THE RECORDS:

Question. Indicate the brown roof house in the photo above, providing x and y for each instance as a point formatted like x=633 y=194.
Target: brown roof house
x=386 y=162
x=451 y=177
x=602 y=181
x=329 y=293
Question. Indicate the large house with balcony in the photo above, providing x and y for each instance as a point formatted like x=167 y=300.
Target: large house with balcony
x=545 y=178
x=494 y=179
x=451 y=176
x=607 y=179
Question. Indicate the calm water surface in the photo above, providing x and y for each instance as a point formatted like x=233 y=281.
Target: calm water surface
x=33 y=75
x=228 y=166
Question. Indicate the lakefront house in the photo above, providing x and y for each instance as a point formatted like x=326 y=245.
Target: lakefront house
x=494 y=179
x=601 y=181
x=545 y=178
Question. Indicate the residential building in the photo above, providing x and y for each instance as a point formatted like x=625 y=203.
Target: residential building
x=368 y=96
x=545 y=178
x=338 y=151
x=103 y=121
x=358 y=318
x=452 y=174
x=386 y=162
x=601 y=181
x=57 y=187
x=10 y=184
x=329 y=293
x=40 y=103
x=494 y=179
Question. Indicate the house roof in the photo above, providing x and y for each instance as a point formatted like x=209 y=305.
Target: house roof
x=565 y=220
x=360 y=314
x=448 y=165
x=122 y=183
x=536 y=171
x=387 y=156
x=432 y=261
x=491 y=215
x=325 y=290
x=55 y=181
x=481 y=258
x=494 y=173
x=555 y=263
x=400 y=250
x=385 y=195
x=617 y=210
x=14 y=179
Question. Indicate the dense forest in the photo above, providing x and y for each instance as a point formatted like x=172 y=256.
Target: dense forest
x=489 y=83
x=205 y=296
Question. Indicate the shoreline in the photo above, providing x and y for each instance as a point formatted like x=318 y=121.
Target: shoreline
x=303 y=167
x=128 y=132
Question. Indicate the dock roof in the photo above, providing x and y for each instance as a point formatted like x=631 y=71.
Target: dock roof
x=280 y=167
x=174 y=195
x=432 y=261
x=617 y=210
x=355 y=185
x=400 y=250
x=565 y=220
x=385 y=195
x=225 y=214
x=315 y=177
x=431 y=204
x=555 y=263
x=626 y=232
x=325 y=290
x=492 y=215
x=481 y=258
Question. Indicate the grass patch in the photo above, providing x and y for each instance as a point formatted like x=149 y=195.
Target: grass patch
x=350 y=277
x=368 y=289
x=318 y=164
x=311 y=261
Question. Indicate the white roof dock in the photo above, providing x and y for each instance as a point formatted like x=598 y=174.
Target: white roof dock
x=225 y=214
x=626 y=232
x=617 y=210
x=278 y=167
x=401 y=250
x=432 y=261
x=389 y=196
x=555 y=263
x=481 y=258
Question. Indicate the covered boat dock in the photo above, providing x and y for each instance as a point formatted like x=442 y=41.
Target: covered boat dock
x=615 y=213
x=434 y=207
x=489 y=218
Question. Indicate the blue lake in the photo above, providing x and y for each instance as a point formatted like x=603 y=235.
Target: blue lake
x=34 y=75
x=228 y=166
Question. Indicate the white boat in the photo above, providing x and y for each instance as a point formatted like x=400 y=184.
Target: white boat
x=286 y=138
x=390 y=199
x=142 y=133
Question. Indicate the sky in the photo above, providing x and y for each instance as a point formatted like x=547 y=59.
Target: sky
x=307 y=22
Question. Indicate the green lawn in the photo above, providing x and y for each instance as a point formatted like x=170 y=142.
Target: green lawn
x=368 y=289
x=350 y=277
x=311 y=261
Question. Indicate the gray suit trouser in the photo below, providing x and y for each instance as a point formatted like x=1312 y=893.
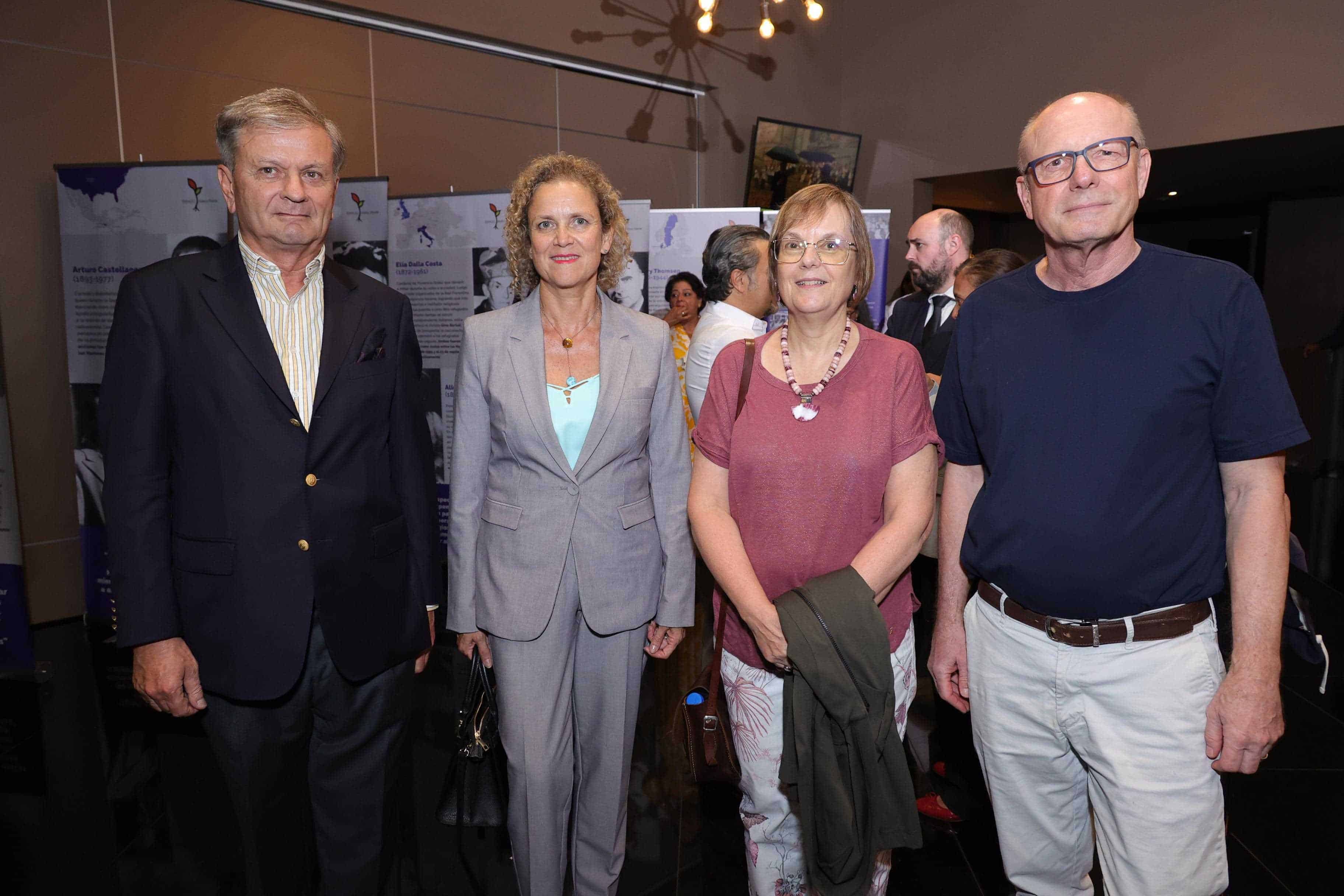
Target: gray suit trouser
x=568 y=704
==
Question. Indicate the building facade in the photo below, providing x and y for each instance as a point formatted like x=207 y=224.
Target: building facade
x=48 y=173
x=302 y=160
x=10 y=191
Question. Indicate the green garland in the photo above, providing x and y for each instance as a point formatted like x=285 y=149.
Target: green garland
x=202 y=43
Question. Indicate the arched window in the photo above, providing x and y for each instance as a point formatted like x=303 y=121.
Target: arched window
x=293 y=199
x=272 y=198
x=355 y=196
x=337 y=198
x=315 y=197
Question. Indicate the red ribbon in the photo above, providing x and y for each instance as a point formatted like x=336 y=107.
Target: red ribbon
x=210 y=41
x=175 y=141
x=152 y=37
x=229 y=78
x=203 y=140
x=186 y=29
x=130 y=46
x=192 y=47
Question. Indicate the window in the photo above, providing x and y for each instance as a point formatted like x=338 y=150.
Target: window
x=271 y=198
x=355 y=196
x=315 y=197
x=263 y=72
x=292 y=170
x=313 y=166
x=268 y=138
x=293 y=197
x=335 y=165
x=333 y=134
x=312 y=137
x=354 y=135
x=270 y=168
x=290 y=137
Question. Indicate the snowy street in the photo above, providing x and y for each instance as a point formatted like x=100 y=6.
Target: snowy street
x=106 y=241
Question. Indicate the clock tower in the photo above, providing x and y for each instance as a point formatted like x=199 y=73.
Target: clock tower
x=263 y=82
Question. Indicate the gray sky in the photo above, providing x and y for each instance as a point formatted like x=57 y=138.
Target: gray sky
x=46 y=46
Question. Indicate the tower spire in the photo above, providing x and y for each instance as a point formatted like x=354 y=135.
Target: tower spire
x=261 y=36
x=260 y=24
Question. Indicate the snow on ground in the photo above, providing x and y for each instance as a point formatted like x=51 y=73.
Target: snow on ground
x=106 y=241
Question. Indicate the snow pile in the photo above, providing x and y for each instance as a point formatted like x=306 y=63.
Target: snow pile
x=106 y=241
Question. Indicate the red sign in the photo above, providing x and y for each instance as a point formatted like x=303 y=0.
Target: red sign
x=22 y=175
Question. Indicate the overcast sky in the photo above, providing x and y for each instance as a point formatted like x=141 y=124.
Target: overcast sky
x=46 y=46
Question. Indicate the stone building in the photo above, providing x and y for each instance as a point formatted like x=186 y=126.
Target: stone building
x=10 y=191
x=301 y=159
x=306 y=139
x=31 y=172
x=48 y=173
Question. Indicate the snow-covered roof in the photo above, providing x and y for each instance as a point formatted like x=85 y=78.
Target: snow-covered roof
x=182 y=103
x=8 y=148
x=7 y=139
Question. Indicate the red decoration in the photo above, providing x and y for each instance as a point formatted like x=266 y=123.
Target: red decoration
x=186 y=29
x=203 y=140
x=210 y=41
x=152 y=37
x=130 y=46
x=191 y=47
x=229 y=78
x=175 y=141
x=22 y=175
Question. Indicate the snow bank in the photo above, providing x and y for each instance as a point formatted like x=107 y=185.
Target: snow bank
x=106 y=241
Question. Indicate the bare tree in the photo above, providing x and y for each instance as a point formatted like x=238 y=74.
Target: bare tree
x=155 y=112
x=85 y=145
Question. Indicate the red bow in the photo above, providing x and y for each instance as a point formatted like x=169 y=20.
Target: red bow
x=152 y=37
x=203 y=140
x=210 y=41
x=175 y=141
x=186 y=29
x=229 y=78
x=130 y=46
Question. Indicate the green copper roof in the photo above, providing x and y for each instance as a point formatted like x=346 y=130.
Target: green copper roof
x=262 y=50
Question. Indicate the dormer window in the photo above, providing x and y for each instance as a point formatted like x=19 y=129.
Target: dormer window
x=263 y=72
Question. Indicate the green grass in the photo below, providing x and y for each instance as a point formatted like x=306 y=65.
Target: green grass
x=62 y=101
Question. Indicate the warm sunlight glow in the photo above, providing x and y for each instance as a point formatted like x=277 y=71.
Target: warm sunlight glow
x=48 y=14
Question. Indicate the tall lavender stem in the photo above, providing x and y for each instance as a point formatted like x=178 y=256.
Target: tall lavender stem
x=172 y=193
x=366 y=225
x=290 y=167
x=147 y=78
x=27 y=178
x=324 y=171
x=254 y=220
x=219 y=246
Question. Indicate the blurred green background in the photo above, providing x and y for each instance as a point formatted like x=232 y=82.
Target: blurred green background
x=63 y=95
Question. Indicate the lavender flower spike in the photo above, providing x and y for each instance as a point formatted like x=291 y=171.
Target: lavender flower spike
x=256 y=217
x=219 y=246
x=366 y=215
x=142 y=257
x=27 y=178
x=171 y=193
---
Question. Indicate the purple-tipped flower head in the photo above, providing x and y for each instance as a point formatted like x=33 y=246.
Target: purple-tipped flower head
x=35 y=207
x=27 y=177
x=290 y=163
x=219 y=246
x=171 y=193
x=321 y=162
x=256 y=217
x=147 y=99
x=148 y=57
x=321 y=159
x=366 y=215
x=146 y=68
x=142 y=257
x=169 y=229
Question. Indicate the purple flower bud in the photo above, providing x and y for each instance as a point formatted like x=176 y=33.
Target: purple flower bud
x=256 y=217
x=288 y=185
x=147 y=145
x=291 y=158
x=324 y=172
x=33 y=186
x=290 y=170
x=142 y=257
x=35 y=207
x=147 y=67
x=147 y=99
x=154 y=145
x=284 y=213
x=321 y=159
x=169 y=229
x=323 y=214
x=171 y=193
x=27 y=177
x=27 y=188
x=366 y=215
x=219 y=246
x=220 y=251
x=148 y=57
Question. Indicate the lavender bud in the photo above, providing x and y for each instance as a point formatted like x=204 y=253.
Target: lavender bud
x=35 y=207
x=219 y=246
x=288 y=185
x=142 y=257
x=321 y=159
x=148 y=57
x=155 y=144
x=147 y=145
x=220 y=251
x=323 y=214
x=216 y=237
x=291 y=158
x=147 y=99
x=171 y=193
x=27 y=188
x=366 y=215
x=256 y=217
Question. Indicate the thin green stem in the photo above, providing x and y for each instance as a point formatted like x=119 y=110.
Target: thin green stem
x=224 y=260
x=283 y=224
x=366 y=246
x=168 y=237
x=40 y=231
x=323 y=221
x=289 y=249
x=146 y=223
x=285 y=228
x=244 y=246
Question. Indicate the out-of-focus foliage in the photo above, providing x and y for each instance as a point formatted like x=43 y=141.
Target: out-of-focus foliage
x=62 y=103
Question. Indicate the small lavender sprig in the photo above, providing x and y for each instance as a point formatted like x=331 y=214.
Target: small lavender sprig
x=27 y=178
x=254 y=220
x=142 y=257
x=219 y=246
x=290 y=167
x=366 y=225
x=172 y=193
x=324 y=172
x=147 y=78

WHAT THE TASK REQUIRES: Add 50 to every x and y coordinate in the answer points and write out again every line from the one containing "Question. Indicate the brown" through the one containing "x=607 y=179", both ends included. Leave all other lines and the sample points within them unchanged.

FULL RESPONSE:
Question. Indicate the brown roof house in the photo above, providing x and y for each instance as a point formatted like x=633 y=194.
Target: brown roof house
x=436 y=212
x=501 y=227
x=652 y=231
x=379 y=343
Question. Indicate the large house with balcony in the photo above, providing x and y for each instance as a point formatted like x=167 y=300.
Target: large house with balcony
x=595 y=228
x=544 y=229
x=501 y=226
x=657 y=229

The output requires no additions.